**WHAT YOU HAVE TO DO**. Please transcribe the listing below line for line, reproducing each line exactly and leaving none out.

>>

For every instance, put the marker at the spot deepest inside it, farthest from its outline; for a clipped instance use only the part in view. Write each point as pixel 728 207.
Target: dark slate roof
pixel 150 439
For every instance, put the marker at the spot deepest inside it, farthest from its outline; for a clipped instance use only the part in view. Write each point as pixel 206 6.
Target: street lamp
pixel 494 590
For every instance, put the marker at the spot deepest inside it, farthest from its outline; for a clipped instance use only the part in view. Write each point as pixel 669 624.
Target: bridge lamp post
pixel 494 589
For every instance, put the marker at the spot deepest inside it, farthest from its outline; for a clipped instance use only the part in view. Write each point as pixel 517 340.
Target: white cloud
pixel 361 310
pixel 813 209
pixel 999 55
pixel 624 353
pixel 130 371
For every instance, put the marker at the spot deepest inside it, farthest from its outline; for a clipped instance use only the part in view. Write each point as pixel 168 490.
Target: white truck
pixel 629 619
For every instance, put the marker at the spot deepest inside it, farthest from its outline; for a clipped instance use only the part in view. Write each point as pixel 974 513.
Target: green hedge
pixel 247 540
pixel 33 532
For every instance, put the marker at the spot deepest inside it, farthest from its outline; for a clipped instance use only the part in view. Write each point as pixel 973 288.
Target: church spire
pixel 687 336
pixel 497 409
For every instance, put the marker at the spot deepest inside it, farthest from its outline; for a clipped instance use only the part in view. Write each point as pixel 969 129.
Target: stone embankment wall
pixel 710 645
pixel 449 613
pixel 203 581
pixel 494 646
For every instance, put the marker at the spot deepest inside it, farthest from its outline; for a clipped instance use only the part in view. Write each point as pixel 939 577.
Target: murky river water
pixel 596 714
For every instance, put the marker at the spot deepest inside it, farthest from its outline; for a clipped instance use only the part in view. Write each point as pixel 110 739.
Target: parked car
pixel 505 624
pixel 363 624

<<

**WRITTEN ANSWER**.
For every instance, put the marker at the spot deepest inside it, farthest from its outline; for a clipped instance use only the part in view. Write each point as pixel 728 207.
Target: dark slate roof
pixel 150 439
For every instance, put the marker at the spot deepest inside it, farthest from its outline; for a clipped instance use only the part in view. Write each point as pixel 206 6.
Target: street lamp
pixel 494 590
For every instance, put the marker at the spot deepest inside it, farthest from its outline; for a clipped instance use only the part in view. Write each point as pixel 669 624.
Target: bridge lamp post
pixel 494 589
For every instance, put the marker at the spot deepest inside it, farthest from its outline; for a clipped instance use only the part in view. Write each point as pixel 517 340.
Target: white cloud
pixel 361 310
pixel 813 209
pixel 999 55
pixel 624 353
pixel 130 371
For every instance, put the marker at the spot deepest inside it, farthest from its outline; for a clipped instance use only the part in view. Write each point as pixel 168 490.
Target: white truck
pixel 629 619
For every instance, put the marker at the spot deepest inside it, farthest from its outline; for a clipped instance use only the part in view. Write each point as pixel 974 513.
Target: green hedge
pixel 247 540
pixel 33 532
For every instance, put the marker at the spot deepest inside it, farthest from its outline; for a clipped instance use only the part in view. Write each point as pixel 973 288.
Target: church spire
pixel 687 336
pixel 497 409
For every instance, put the marker at the spot deepest inside it, farthest from its outline; for a clipped instance use only the part in view. Write each point as pixel 969 129.
Target: stone embankment wall
pixel 710 645
pixel 449 613
pixel 203 581
pixel 494 646
For every instance, put the marker at the spot deepest inside it, farthest from its outline; for a clipped instance use only the part in view. Write each point as pixel 939 577.
Target: murky river water
pixel 596 714
For every instance, put the marker at the spot deepest inside it, farthest from its outline; for a clipped instance use only the part in view. Write each point as pixel 110 739.
Target: parked car
pixel 505 624
pixel 363 624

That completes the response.